* **Record set**:
┌────────

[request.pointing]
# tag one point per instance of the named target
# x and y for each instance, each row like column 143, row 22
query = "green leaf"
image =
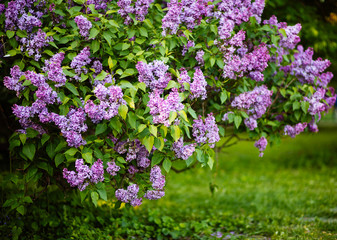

└────────

* **Given exercise**:
Please copy out every line of the records above word for word, leaving out the pictures.

* **Task output**:
[request.pointing]
# tag one point per instance of the named target
# x and y for each instance, each row like column 143, row 22
query = "green leaf"
image =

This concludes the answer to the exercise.